About this task: The answer must consist solely of the line containing "Annotation task — pin every instance of the station" and every line after it in the records below, through the last, each reproduced exactly.

**** The records ****

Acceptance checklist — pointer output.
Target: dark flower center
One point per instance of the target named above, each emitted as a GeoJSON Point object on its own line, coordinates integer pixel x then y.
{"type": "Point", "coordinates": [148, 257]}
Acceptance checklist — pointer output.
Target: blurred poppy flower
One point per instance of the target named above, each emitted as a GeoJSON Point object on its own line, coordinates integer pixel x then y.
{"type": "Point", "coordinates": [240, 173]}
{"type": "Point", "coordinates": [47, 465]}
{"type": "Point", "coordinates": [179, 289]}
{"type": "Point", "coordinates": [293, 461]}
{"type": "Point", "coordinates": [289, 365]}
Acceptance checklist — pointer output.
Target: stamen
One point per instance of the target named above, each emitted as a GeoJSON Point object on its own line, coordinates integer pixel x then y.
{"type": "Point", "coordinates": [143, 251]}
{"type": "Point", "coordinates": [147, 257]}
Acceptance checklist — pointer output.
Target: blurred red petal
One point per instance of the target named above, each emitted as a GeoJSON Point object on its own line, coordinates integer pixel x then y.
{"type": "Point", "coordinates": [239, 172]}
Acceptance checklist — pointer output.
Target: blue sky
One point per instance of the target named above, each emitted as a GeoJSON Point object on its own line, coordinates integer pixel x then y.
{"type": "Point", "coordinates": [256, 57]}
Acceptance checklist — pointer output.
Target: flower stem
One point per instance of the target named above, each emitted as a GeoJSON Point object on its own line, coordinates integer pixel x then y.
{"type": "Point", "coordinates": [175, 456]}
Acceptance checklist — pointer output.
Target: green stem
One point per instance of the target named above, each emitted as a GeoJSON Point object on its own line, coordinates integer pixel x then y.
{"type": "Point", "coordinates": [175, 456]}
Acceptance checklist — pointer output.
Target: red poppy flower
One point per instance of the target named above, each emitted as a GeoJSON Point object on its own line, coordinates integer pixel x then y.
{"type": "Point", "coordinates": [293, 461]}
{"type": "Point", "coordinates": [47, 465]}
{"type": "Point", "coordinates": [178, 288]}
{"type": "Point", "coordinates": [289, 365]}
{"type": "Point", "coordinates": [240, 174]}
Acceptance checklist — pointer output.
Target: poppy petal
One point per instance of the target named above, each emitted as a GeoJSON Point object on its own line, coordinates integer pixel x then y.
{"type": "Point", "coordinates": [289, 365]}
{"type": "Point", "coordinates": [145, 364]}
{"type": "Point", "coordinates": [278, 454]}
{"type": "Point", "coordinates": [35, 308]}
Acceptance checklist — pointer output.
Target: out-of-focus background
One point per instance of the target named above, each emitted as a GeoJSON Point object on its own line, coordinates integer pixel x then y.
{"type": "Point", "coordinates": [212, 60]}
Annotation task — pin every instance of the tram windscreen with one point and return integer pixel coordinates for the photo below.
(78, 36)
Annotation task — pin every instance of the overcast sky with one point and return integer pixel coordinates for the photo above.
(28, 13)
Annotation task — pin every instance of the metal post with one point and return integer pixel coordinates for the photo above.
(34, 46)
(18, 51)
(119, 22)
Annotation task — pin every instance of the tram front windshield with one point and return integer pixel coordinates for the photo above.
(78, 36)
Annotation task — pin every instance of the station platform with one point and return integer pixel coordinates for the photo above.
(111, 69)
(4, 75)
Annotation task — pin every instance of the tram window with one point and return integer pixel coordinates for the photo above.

****

Response to the task:
Annotation task — pin every instance of the station platform with one point and return integer pixel coordinates for the photo above.
(111, 69)
(4, 75)
Annotation task — pin every instance of the tram window with one point and return integer pixel coordinates for the photo above.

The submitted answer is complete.